Collect every line in the material below that contains the word "tree", and copy each one out whole.

━━━ Listing

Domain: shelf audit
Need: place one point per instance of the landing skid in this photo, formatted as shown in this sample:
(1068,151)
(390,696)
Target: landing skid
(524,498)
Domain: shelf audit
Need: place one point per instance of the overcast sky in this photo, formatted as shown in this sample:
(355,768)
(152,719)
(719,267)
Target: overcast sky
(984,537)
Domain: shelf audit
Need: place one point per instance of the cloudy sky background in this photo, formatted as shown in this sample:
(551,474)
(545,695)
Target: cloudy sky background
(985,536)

━━━━━━
━━━ Listing

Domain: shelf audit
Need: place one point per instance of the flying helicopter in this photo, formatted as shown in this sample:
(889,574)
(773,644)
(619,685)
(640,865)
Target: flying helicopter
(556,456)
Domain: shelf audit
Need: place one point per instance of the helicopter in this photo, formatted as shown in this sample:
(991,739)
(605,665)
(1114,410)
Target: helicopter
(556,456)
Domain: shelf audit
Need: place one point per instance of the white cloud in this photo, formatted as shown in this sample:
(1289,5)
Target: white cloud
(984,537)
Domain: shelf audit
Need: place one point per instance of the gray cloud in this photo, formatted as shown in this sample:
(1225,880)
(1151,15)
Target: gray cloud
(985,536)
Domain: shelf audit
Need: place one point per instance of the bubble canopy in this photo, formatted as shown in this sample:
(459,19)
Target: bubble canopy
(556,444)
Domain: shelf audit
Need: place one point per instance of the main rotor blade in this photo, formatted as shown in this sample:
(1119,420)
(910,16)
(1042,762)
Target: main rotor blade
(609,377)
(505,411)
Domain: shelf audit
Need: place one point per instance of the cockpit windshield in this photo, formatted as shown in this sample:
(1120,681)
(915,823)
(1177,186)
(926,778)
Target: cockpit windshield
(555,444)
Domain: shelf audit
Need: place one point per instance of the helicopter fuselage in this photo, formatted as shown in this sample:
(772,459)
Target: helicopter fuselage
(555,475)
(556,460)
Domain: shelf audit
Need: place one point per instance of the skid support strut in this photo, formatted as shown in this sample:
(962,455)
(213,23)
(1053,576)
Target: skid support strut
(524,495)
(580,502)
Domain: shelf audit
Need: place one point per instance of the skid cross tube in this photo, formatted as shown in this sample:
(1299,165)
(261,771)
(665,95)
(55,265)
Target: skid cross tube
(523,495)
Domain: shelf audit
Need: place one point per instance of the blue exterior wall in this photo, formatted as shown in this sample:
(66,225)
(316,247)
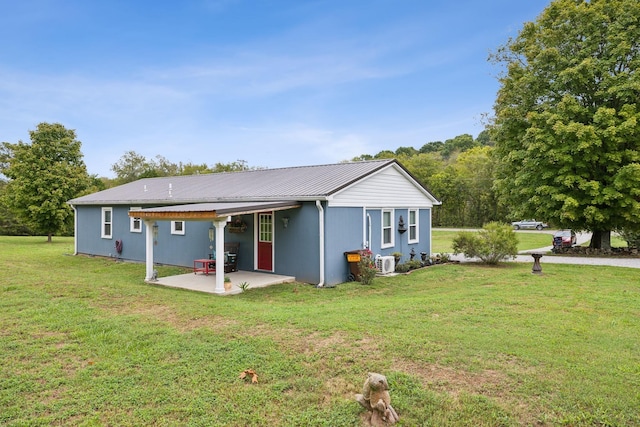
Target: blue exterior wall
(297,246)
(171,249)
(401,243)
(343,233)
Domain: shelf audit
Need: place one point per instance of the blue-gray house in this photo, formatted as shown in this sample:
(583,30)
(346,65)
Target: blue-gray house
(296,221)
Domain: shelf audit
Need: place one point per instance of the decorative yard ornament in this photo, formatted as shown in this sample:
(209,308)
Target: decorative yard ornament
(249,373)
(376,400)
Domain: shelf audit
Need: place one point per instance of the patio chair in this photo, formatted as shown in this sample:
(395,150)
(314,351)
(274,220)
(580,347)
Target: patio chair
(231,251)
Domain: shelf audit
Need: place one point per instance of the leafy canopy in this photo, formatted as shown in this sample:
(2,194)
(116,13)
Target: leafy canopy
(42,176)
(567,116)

━━━━━━
━━━ Listing

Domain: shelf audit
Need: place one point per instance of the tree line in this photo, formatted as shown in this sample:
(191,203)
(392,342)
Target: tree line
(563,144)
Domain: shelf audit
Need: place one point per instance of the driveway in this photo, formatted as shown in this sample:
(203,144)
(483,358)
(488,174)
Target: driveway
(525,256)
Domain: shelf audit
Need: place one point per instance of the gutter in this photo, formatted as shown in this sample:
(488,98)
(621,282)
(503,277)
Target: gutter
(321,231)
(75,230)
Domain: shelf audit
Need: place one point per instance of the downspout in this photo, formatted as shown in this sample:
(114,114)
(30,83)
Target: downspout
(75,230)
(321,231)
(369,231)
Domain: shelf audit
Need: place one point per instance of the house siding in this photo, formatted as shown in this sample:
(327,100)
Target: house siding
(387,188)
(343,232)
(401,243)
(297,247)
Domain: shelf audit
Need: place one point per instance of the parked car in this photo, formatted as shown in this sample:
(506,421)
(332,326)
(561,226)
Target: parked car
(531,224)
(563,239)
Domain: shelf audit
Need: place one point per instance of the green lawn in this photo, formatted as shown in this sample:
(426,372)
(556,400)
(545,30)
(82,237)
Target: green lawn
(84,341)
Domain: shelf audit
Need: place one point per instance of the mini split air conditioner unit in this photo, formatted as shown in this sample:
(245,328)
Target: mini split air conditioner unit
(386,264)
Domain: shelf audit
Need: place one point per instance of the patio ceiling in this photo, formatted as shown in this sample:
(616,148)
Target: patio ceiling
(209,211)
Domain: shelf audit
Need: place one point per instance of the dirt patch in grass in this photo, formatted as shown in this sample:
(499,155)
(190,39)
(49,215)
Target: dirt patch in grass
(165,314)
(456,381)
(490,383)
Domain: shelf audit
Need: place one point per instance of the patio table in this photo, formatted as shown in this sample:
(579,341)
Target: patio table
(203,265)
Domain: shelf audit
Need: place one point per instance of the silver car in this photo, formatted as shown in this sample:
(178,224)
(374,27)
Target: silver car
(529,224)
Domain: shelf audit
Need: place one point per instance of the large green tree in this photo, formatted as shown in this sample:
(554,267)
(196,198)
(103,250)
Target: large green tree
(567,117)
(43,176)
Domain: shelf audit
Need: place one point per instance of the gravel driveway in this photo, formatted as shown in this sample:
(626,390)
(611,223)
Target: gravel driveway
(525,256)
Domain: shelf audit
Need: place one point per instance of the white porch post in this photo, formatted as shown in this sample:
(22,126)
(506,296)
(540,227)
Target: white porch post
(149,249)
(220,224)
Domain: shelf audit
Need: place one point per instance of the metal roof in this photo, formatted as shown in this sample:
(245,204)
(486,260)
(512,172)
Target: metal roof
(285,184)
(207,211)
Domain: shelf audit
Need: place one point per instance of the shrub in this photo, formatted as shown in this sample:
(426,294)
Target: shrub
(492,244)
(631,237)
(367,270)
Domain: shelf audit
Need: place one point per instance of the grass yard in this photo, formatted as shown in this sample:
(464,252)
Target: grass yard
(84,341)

━━━━━━

### Response below
Need: place one point per instance of the tree line in this photo, formatted as shown in this sample:
Target: tree line
Need: place one point per instance of the large green tree in this photo, formatted as shown in this sample:
Target: large green tree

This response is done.